## EXTRACTED ENTRIES
——————
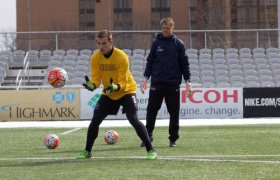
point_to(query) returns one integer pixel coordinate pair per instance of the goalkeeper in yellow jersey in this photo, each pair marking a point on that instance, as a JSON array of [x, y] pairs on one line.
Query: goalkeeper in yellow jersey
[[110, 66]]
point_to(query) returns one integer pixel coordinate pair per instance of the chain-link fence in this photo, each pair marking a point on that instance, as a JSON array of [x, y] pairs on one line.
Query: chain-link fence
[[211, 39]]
——————
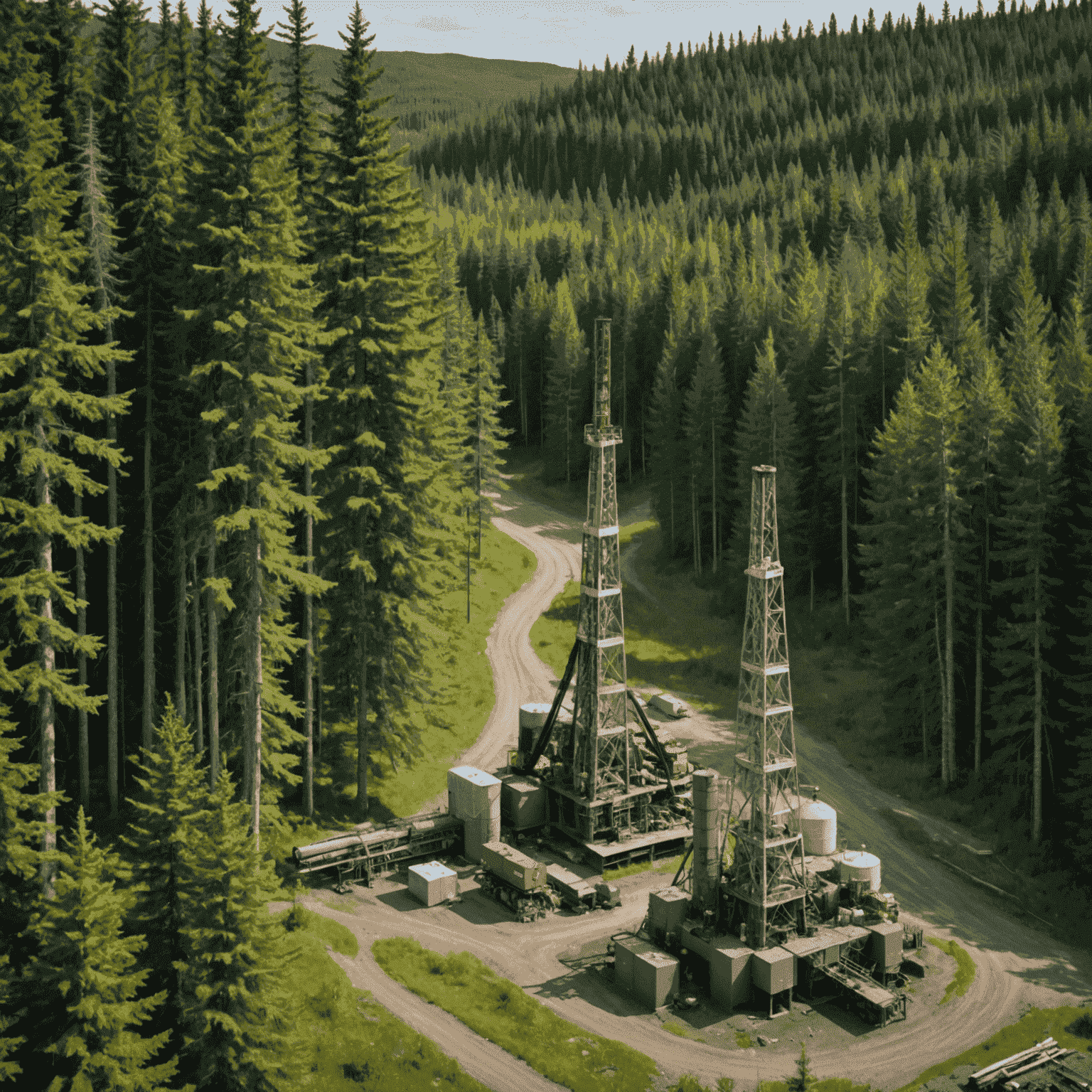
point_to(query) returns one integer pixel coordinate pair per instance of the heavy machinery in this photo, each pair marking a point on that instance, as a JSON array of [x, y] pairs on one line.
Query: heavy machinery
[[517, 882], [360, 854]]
——————
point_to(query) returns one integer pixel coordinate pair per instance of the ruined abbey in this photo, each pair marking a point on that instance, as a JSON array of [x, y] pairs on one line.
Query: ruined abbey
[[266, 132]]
——————
## INSTRUCTIONS TO FOLLOW
All lines that include the word "this" must be copied from the material above.

## TASK RESPONSE
point_to(query) returns one integer pixel coordinate pair per instance of the goalkeeper in yellow jersey in this photo, each pair marking a point on that instance, as a JSON array of [x, y] pairs on one line.
point_to(query) returns one integer pixel coordinate pair per instance of the chain-link fence in this photo, each pair marking a point on that instance, as a JSON array of [x, y] pairs on one line.
point_to(query) returns one integer pixel coordinate pair per instance of the heavy machinery in this photo, each pair marking a point on that instance, as a JSON array of [x, y] pairs on one line.
point_to(query) returns one integer pixel coordinate pair per instance of the ruined abbey in this photo, each pair marking a point on that instance, as a JSON array of [x, y] pairs on one line.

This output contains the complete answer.